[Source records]
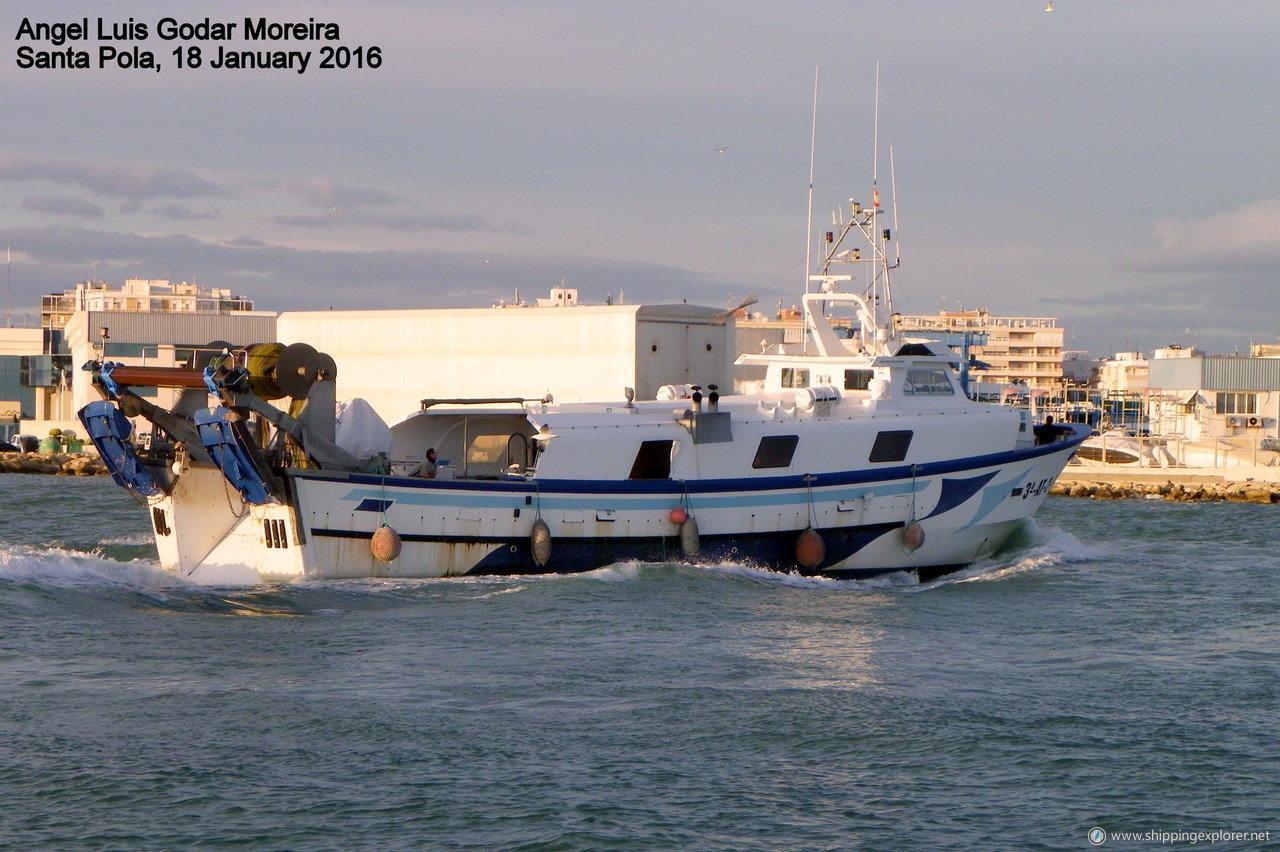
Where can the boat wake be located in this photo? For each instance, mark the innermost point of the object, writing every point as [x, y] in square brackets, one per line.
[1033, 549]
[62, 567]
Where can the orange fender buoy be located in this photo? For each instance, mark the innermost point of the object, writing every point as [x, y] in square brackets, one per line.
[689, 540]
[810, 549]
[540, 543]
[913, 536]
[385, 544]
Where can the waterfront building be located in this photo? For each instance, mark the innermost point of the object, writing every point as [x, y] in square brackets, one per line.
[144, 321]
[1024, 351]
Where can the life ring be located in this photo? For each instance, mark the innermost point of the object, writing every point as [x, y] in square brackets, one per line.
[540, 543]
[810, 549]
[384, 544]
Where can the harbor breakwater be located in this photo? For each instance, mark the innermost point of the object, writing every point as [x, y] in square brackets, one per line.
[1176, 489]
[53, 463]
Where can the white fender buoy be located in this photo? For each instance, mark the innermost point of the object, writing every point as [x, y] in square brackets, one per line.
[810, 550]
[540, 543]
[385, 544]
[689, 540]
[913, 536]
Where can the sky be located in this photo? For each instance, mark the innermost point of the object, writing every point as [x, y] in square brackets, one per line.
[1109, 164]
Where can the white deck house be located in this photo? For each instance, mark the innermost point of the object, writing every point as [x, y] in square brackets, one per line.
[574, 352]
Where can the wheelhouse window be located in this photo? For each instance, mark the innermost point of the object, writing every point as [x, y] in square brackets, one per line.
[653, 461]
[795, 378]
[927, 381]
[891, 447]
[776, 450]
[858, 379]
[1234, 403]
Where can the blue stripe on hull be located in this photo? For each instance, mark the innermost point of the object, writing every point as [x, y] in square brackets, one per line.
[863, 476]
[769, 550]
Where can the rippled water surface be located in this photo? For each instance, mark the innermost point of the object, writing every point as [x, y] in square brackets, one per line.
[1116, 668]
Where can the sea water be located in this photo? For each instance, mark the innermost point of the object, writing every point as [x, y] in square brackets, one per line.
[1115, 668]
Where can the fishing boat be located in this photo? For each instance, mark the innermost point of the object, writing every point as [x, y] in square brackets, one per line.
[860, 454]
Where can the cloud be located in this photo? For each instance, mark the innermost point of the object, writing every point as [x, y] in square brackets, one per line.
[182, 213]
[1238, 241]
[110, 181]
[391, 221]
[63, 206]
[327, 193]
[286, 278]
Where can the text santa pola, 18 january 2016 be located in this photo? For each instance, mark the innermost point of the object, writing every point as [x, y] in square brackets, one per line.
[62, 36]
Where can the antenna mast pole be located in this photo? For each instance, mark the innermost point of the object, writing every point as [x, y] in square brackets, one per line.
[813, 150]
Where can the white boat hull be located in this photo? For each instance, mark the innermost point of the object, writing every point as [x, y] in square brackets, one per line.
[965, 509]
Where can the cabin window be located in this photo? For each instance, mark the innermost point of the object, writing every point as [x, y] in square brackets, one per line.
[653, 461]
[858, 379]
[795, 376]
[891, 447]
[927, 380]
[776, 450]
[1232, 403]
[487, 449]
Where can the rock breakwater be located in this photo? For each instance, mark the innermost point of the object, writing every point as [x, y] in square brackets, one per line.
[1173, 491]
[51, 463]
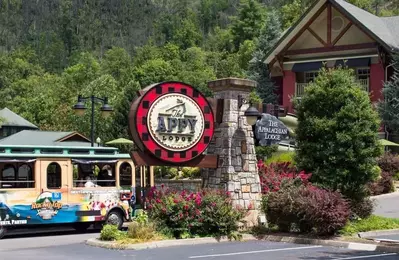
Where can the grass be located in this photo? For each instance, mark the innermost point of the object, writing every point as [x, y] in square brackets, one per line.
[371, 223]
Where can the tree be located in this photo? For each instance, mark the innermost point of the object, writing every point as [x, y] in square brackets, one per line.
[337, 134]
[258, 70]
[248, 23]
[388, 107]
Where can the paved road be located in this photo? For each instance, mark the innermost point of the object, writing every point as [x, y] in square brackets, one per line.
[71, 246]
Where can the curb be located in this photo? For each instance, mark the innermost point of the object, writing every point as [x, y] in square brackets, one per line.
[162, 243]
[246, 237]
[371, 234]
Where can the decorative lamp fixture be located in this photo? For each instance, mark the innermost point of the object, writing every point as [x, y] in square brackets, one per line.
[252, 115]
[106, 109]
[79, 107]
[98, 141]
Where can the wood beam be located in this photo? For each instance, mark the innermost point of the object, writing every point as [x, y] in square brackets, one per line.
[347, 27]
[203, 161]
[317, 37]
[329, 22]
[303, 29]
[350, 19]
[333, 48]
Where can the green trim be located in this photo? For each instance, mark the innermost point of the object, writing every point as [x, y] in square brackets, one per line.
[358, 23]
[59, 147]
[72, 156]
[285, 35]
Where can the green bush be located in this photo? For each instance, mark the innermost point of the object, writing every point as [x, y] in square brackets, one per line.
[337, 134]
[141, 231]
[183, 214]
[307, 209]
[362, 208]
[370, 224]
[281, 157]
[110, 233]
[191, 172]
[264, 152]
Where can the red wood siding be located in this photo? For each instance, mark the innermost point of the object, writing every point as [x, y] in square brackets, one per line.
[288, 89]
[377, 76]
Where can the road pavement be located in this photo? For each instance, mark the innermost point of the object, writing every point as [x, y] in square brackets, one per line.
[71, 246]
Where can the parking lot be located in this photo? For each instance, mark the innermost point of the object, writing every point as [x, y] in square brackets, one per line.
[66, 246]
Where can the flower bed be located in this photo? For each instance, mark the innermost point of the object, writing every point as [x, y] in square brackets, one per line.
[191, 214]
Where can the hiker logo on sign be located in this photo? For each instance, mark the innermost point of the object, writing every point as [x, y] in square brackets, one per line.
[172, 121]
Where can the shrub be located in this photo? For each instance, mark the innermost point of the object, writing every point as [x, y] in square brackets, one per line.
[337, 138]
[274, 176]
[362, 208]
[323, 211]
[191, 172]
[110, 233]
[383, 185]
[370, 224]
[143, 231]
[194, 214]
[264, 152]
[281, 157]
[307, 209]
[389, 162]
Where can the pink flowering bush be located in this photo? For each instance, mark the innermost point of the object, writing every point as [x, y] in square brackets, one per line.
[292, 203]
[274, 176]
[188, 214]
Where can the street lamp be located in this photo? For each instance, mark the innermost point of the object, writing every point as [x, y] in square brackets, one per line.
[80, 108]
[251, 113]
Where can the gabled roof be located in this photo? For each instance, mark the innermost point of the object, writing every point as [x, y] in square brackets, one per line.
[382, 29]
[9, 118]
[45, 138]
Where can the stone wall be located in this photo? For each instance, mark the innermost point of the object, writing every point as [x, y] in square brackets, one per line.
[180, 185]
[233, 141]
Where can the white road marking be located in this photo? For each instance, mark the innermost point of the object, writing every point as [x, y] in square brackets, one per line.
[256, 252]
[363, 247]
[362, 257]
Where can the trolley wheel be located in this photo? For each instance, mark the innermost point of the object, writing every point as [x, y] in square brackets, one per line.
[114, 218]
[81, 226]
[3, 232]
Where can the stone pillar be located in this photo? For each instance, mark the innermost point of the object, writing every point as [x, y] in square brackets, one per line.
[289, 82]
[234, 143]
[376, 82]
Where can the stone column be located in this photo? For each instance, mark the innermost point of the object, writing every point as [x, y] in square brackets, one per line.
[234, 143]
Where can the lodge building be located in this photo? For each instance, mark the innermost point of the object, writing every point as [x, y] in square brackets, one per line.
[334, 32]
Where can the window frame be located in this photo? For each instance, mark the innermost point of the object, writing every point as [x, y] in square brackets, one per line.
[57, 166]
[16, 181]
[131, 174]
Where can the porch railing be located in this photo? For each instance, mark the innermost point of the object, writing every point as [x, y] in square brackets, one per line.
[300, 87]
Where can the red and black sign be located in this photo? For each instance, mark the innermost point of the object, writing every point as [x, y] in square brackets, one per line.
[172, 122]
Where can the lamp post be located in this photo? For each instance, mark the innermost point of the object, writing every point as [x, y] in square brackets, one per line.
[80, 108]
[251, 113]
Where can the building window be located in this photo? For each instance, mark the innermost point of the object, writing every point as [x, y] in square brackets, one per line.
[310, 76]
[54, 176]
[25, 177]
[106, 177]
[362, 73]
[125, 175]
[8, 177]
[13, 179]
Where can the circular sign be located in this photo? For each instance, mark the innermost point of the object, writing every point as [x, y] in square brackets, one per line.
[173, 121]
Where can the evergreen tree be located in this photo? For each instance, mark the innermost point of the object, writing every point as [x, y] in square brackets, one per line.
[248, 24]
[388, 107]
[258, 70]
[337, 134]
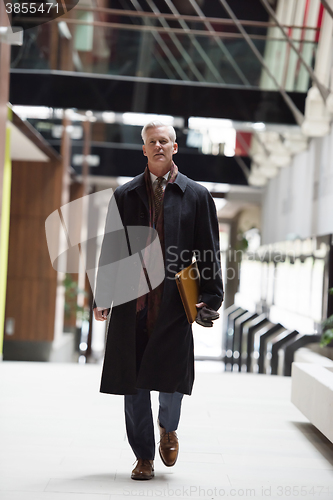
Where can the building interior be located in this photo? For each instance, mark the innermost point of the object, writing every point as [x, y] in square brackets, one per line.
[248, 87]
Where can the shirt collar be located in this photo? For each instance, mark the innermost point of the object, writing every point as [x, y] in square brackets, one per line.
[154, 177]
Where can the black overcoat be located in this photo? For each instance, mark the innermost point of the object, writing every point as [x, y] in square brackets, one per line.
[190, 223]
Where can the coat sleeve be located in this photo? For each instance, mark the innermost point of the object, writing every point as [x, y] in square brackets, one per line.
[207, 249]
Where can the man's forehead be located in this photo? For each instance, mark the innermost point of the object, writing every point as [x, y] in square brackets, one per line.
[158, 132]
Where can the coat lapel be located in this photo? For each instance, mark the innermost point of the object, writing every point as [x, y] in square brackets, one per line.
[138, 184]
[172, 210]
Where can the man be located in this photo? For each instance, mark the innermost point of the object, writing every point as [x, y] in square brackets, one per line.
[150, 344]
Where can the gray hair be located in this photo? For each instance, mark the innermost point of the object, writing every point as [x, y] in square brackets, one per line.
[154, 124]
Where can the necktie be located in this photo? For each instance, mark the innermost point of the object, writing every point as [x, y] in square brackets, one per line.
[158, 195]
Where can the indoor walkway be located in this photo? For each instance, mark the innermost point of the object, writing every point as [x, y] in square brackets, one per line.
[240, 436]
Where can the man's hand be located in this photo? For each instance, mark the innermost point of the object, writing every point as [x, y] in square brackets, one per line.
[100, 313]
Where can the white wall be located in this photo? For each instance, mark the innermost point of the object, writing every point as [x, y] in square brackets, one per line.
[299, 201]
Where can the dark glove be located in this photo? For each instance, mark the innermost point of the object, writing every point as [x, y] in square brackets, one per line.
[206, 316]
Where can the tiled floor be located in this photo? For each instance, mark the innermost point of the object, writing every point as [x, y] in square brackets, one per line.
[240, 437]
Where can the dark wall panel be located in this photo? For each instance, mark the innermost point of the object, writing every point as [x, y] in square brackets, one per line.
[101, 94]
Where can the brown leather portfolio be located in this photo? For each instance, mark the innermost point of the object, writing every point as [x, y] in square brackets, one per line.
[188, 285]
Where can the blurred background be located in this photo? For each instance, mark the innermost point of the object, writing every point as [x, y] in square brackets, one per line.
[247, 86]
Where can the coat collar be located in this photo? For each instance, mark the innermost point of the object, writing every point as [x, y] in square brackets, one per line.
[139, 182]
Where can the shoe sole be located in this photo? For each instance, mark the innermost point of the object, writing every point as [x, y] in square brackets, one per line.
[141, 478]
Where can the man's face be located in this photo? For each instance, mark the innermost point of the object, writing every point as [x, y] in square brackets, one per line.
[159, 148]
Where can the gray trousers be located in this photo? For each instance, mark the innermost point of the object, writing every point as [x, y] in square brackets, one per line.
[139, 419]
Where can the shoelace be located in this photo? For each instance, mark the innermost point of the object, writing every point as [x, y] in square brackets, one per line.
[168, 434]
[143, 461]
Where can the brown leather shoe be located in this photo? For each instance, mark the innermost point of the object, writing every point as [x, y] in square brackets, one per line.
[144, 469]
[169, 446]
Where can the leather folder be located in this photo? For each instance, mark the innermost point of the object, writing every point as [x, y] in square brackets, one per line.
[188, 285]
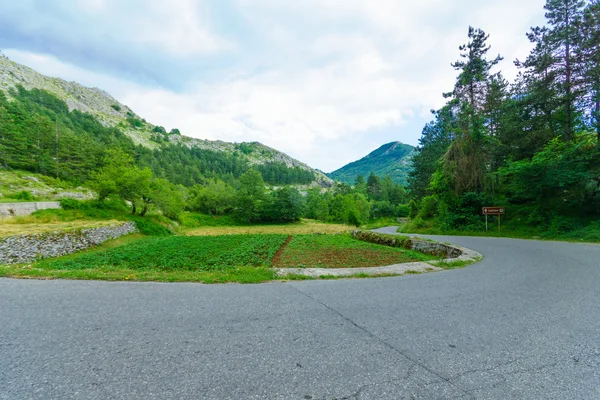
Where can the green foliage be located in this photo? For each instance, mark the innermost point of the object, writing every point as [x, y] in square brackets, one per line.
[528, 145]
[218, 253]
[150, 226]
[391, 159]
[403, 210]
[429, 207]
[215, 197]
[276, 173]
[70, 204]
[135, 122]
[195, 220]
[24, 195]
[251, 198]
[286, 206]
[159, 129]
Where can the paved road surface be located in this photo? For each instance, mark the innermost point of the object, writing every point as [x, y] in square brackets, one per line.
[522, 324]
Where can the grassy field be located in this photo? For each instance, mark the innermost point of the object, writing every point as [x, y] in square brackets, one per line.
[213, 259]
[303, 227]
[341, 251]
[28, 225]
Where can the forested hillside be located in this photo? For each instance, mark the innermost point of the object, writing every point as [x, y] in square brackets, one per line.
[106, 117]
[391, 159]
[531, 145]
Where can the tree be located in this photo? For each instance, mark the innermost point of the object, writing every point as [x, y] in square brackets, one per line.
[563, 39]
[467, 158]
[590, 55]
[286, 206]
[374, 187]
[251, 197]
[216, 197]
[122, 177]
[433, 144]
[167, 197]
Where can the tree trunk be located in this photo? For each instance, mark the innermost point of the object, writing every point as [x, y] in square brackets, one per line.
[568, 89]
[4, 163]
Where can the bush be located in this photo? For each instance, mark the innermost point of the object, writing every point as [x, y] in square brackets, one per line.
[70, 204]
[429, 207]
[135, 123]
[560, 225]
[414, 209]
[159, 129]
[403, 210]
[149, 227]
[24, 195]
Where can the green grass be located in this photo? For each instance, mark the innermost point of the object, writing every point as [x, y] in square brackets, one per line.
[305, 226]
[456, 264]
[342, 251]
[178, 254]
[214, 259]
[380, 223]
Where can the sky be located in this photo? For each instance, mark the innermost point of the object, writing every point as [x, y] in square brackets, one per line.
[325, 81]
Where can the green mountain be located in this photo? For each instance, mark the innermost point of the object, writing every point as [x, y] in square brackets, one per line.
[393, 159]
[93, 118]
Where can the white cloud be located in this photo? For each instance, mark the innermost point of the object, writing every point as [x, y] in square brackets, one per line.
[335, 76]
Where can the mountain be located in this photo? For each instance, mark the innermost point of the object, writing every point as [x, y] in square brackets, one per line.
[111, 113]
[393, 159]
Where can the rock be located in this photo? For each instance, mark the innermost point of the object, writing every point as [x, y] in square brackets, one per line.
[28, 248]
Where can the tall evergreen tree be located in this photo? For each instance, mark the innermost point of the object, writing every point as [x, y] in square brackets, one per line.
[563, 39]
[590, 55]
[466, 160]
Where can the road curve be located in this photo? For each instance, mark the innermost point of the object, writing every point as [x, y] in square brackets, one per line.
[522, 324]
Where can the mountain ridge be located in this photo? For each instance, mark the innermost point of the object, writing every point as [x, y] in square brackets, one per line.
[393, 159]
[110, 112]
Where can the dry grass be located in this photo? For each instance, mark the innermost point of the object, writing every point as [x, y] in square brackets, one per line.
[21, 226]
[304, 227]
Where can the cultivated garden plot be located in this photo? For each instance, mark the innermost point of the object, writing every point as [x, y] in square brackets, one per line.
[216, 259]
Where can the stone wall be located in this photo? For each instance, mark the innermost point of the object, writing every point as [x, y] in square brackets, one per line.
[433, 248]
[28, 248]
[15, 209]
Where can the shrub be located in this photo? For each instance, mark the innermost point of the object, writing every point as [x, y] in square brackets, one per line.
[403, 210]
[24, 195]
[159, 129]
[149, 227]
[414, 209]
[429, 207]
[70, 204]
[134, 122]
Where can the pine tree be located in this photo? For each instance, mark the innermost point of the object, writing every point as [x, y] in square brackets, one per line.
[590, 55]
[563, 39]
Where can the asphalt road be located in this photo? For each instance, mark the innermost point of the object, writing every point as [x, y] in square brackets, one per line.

* _Exercise_
Reproduce the material from its start through the line with "[1109, 164]", swapping "fender buoy" for "bumper buoy" and leaving everything else unchanged. Omit the pictures.

* _Solved exercise_
Where can the boat wake be located in this photo? For each instance, mark the innermost point of the object, writing every point as [x, y] in square brackets, one per line.
[1033, 549]
[62, 567]
Where can the orange bumper buoy be located in this photo? For each instance, mark the innermost point of the object, writing every point as [x, y] in square brackets, one per line.
[689, 540]
[810, 549]
[540, 543]
[913, 536]
[385, 544]
Where can the waterfront building be located in this photo? For each instance, mark the innermost point of the object, writing every point as [x, y] in square brackets, one per line.
[144, 321]
[1024, 351]
Where can the life ring be located in this photo? For each instance, mark the innermost point of the object, writing every point as [x, y] in square brackets, one per line.
[540, 543]
[810, 549]
[384, 544]
Where can the harbor breakwater be located in this photo? For each instance, mark the innermost point of the object, writing every point as [x, y] in square brackets, one per line.
[1176, 489]
[53, 463]
Where can the white bumper buoy be located in this photo? For each instance, mark the innermost point of the object, writing every point as [x, y] in square brackets, one per line.
[810, 550]
[540, 543]
[385, 544]
[689, 540]
[913, 536]
Where can the sky be located in this photo? For each instance, mark the innermost point of the object, writing every point as [x, y] in square brackets, one per line.
[1109, 164]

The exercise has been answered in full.